◆ Task requirements: Can you output everything from the line containing "Habitat-count request: mark the dwarf" down to the last of the lines below as a Markdown table with a Row column that numbers each line and a Line column that holds it, leaving out any blank lines?
Begin
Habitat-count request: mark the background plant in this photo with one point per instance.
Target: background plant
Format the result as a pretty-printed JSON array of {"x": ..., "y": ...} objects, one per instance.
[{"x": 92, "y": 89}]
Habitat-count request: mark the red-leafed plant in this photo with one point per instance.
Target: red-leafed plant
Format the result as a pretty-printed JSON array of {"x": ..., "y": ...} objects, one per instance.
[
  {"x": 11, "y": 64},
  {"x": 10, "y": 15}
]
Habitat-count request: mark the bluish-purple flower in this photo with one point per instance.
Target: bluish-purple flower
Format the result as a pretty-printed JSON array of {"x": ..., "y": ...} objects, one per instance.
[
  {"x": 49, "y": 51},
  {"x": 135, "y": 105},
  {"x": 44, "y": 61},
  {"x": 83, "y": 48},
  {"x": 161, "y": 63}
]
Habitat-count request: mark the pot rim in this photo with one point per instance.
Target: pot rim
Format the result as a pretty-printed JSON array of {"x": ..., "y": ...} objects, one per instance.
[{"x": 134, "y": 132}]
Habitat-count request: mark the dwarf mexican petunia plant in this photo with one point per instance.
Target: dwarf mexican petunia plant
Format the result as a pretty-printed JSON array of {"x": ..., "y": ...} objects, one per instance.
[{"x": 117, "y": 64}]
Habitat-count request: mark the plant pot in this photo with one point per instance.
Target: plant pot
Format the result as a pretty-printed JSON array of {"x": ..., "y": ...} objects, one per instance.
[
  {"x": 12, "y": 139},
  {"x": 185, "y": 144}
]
End
◆ Answer:
| Row | Line |
|---|---|
| 1 | Habitat-count request: mark the dwarf mexican petunia plant in this photo with one point per instance. |
| 2 | Target: dwarf mexican petunia plant |
| 3 | Format the result as a pretty-printed JSON array of {"x": ..., "y": ...} objects, one per instance. |
| 4 | [{"x": 117, "y": 64}] |
| 5 | Habitat-count request: mark the plant pot in this photo with one point per instance. |
| 6 | Target: plant pot |
| 7 | Format the result as a pretty-printed JSON array of {"x": ..., "y": ...} objects, one per instance. |
| 8 | [ |
| 9 |   {"x": 12, "y": 139}, |
| 10 |   {"x": 185, "y": 144} |
| 11 | ] |